→ The request:
Copy the following news report on provincial Independence Anniversary celebrations word for word, in full.

The main celebrations in Mashonaland Central were held at Chipadze Stadium in Bindura where people were treated to various forms of entertainment.
Mashonaland Central Governor Cde Ephraim Masawi inspected a guard of honour before reading the President’s speech.
Bindura residents interviewed by The Herald said they cherished the freedom fought for by gallant cadres.
Rudhaka Stadium in Marondera was the venue of the main celebrations in Mashonaland East province.
The crowd was treated to spectacular military and police displays and perfomances by poets and choirs.
Mashonaland East Provincial Governor Cde Ray Kaukonde read President Mugabe’s speech after reminding Zimbabweans that the independence they enjoy today was a result of a protracted liberation war.
"Many people are now selling out as they forget the bitter armed struggle that was fought. Ngatisakanganwe chezuro nekuda kwehope. We should defend our land and resources," said Cde Kaukonde.
He said Government prioritises the welfare of civil servants and in Marondera it facilitated the building of 143 houses by the National Social Security Authority in Rusike high density area.
In attendance were Marondera East Member of the House of Assembly Cde Tracy Mutinhiri, Mashonaland East provincial administrator Mr Cuthbert Ndarukwa and service chiefs.
Matabeleland South Provincial Governor, Cde Angeline Masuku paid tribute to people in the province for rallying behind Zanu-PF and President Mugabe in the 29 March harmonised elections.
Addressing people gathered at Pelandaba Stadium in Gwanda to mark the country’s 28th Independence Anniversary, she said support for the ruling party in the province had dampened the country’s detractors.
Cde Masuku said by voting for President Mugabe they had showed that they still had confidence in his leadership.
She said the President had a track record in politics dating back to the days of the liberation struggle, which brought Independence on 18 April 1980, and thus had proven leadership qualities.

→ Provided data:
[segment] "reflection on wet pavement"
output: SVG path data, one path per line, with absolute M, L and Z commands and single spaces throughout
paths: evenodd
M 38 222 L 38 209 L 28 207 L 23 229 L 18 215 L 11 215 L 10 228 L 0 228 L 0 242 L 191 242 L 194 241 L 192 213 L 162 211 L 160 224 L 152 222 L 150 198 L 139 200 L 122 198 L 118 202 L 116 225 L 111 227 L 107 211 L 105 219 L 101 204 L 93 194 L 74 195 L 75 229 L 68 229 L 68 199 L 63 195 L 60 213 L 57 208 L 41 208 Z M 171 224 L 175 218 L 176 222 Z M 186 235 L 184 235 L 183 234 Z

→ Finished task:
The main celebrations in Mashonaland Central were held at Chipadze Stadium in Bindura where people were treated to various forms of entertainment.
Mashonaland Central Governor Cde Ephraim Masawi inspected a guard of honour before reading the President’s speech.
Bindura residents interviewed by The Herald said they cherished the freedom fought for by gallant cadres.
Rudhaka Stadium in Marondera was the venue of the main celebrations in Mashonaland East province.
The crowd was treated to spectacular military and police displays and perfomances by poets and choirs.
Mashonaland East Provincial Governor Cde Ray Kaukonde read President Mugabe’s speech after reminding Zimbabweans that the independence they enjoy today was a result of a protracted liberation war.
"Many people are now selling out as they forget the bitter armed struggle that was fought. Ngatisakanganwe chezuro nekuda kwehope. We should defend our land and resources," said Cde Kaukonde.
He said Government prioritises the welfare of civil servants and in Marondera it facilitated the building of 143 houses by the National Social Security Authority in Rusike high density area.
In attendance were Marondera East Member of the House of Assembly Cde Tracy Mutinhiri, Mashonaland East provincial administrator Mr Cuthbert Ndarukwa and service chiefs.
Matabeleland South Provincial Governor, Cde Angeline Masuku paid tribute to people in the province for rallying behind Zanu-PF and President Mugabe in the 29 March harmonised elections.
Addressing people gathered at Pelandaba Stadium in Gwanda to mark the country’s 28th Independence Anniversary, she said support for the ruling party in the province had dampened the country’s detractors.
Cde Masuku said by voting for President Mugabe they had showed that they still had confidence in his leadership.
She said the President had a track record in politics dating back to the days of the liberation struggle, which brought Independence on 18 April 1980, and thus had proven leadership qualities.